WHAT THE TASK REQUIRES =>
Only those lines from the one with "column 160, row 33" through the last line of the material belong in the answer, each repeated exactly.
====== RECORDS PROVIDED
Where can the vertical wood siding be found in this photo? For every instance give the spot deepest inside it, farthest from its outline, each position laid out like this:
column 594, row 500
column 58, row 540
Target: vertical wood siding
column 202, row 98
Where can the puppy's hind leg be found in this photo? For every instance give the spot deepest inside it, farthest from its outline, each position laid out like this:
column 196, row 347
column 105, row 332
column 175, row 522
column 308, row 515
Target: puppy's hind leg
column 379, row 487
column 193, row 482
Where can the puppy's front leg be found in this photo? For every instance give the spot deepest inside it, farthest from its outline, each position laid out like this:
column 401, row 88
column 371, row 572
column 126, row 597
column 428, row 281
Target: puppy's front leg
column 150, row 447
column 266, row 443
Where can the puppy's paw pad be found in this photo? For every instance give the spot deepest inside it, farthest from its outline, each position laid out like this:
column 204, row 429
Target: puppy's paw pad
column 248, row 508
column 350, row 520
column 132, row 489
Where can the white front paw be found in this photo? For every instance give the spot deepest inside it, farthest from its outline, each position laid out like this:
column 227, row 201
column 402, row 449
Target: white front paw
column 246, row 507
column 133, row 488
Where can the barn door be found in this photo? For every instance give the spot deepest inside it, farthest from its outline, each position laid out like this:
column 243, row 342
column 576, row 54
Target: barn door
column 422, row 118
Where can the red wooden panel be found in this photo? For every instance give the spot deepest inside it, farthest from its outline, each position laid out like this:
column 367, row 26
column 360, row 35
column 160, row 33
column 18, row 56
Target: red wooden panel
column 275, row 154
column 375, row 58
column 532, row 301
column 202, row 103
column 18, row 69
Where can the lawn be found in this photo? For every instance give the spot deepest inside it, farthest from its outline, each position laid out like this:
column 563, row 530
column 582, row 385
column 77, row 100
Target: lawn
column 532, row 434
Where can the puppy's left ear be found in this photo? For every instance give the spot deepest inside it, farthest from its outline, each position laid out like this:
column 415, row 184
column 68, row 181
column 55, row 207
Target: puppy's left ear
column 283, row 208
============
ANSWER FOR THE TASK =>
column 160, row 33
column 18, row 56
Target: red wooden panel
column 275, row 154
column 375, row 58
column 532, row 301
column 202, row 103
column 18, row 69
Where can the lawn be found in this photo? For every instance give the spot deepest inside it, farthest from its outline, each position laid out like this:
column 563, row 530
column 582, row 385
column 77, row 100
Target: lawn
column 532, row 434
Where can the puppy's left ear be found in this photo? For every instance give the spot deepest inside it, farthest from its outline, each position laid out like this:
column 415, row 184
column 68, row 181
column 55, row 207
Target: puppy's left ear
column 283, row 208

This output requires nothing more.